§ SET PROBLEM 1
In the post on festivals in the Bond films, on what day each year is the Junkanoo held in the Bahamas?
§ SET PROBLEM 2
Repeat word for word everything in the post on festivals in the Bond films from "The Bond films have" down to "at some examples.".

§ SELECTED EXCERPT

▽

Friday, 20 March 2015

The Day of the Dead and other festivals in the Bond films

This week the Spectre production crew moved to Mexico to start filming more key scenes, including part of the film's opening sequence, which, as revealed by an official tweet, will recreate Mexico's famous Day of the Dead festival. 
The Bond films have developed something of a tradition of incorporating celebrations and festivals from around the world. Let's look at some examples.

Junkanoo (Thunderball)
The Junkanoo is a street parade of highly decorated floats, percussion-based music and exuberant dancing seen in the Bahamas each year on Boxing Day. James Bond gatecrashes the celebrations in Thunderball when he attempts to lose Fiona and Largo's henchmen, who are in pursuit, in the crowds. Bond is shot in the leg and trails blood, which leads Fiona to the Kiss Kiss Club where Bond is hiding. The tense sequence terminates with one of Bond's best lines in the film series: “Do you mind if my friend sits this one out? She's just dead.” It is said that some of the participants in the Junkanoo decorated their floats with Bond-inspired designs, and Bond's code, 007, can apparently been seen. If so, I have not spotted it yet.

The origins of the festival lies in the late 16th and early 17th century, when plantation owners in Jamaica and the Bahamas gave their slave-workers three days off at Christmas. Festivities developed, and may have included the wearing of costumes and masks and stilt-walking. The Junkanoo eventually died out in Jamaica after the abolition of slavery, but continued in the Bahamas.

The modern festival is celebrated throughout the island, but the biggest celebrations are conducted through the streets of Nassau. The main element of the Junkanoo is a parade, which is populated by thousands of participants organised into 'crews', who compete for cash prizes for best float, costume and mask. The parade, dancing and (goombay) music continue through the night and ends at dawn.

Rio Carnival (Moonraker)The carnival backdrop and its samba soundtrack helps raise the suspense in the scene in Rio de Janeiro where Jaws, clad in an outlandish carnival costume, makes his way down a narrow street towards Manuela, who is transfixed by fear at the approaching threat. As Jaws reaches her and is about to give her the 'kiss of death', revellers tumble out of a bar and sweep Jaws up in their dancing, thus rescuing Manuela.

The Rio Carnival takes place over the five days in February or March before Shrove Tuesday. It has its origins in the 17th century-tradition of estrudos, when the inhabitants of the city would run riot through the streets pelting passers-by with foul substances. These festivities were eventually banned, but not before the wealthier inhabitants had begun to organise masked balls and float parades. Meanwhile, samba schools emerged in the working-class areas of the city and these played an increasingly significant role in the evolution of the pre-Lent festivities.

The modern carnival parade, characterised by extravagant costumes, thousands of dancers, and pulsating rhythms, developed as a competition between the Grupo Especial, or elite samba schools, but carnival-goers can also enjoy street music provided by blocos and bandas, and balls held in hotels and other indoor venues.

Palio di Siena (Quantum of Solace)
James Bond finds himself among the crowds enjoying the horse racing of the palio di Siena as he pursues Mitchell, M's bodyguard who is revealed as working for Quantum. A shot is fired and someone in the crowd is hit, but Bond does not hang around as he continues to give chase with chaos developing around him.

△

§ DATA LINES
▽

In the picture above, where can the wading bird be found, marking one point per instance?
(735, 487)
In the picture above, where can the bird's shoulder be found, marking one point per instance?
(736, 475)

△

§ FULL RESPONSE 1
Boxing Day.

§ FULL RESPONSE 2
The Bond films have developed something of a tradition of incorporating celebrations and festivals from around the world. Let's look at some examples.